Work to be completed:
Every entry must be output exactly as it was written.

Data shown:
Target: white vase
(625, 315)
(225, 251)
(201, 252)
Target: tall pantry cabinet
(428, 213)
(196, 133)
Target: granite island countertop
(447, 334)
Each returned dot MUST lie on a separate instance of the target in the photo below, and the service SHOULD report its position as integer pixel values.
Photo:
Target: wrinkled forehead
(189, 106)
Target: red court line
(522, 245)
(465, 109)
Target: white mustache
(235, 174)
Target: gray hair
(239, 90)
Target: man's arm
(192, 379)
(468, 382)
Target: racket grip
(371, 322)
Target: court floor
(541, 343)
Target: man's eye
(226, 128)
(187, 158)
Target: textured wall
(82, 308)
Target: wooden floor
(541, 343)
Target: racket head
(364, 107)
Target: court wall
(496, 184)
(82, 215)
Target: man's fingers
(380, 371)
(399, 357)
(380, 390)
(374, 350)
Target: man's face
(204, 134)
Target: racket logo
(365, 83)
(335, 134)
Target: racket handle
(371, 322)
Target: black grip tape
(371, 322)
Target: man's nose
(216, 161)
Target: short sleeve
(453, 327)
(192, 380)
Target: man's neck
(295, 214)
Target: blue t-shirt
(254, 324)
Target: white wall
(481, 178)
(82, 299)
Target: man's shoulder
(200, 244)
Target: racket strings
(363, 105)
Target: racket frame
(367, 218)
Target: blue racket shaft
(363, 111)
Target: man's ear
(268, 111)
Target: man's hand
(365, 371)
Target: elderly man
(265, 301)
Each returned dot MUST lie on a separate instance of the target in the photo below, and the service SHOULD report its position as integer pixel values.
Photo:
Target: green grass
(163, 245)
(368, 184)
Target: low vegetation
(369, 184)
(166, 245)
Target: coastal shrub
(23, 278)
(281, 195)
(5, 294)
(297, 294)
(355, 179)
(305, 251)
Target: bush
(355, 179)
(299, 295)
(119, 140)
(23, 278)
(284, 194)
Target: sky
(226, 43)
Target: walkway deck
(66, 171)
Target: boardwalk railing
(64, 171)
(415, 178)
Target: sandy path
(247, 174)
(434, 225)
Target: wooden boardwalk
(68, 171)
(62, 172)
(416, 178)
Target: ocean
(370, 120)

Final answer:
Target: white vase
(625, 315)
(225, 251)
(201, 252)
Target: tall pantry cabinet
(428, 213)
(196, 133)
Target: granite island countertop
(447, 334)
Each returned dot MUST lie on a separate instance of the target in the photo below, and the service SHOULD report its position as integer pixel values.
Photo:
Target: wrinkled forehead
(189, 106)
Target: red court line
(522, 245)
(465, 109)
Target: white mustache
(235, 174)
Target: gray hair
(239, 90)
Target: man's arm
(192, 379)
(468, 382)
Target: racket grip
(371, 322)
Target: court floor
(541, 343)
Target: man's eye
(226, 128)
(187, 158)
Target: textured wall
(82, 308)
Target: wooden floor
(541, 343)
Target: racket head
(364, 107)
Target: court wall
(496, 184)
(82, 215)
Target: man's fingers
(380, 371)
(399, 357)
(380, 390)
(374, 350)
Target: man's face
(204, 134)
Target: racket logo
(365, 83)
(335, 134)
Target: racket handle
(371, 322)
Target: black grip tape
(371, 322)
Target: man's nose
(216, 161)
Target: short sleeve
(453, 327)
(192, 380)
Target: man's neck
(295, 214)
Target: blue t-shirt
(254, 324)
Target: white wall
(481, 178)
(82, 299)
Target: man's shoulder
(200, 244)
Target: racket strings
(363, 105)
Target: racket frame
(367, 218)
Target: blue racket shaft
(363, 111)
Target: man's ear
(268, 111)
Target: man's hand
(365, 371)
Target: elderly man
(265, 301)
Each returned dot MUST lie on a separate instance of the target in the photo below, and the service SHOULD report its position as integer pixel values.
Photo:
Target: green grass
(163, 245)
(368, 184)
Target: low vegetation
(369, 184)
(166, 245)
Target: coastal shrub
(23, 278)
(281, 195)
(5, 294)
(297, 294)
(355, 179)
(305, 251)
Target: bush
(355, 179)
(299, 295)
(119, 140)
(23, 278)
(284, 194)
Target: sky
(226, 43)
Target: walkway deck
(66, 171)
Target: boardwalk railing
(64, 171)
(415, 178)
Target: sandy path
(247, 174)
(434, 225)
Target: wooden boardwalk
(68, 171)
(62, 172)
(416, 178)
Target: ocean
(370, 120)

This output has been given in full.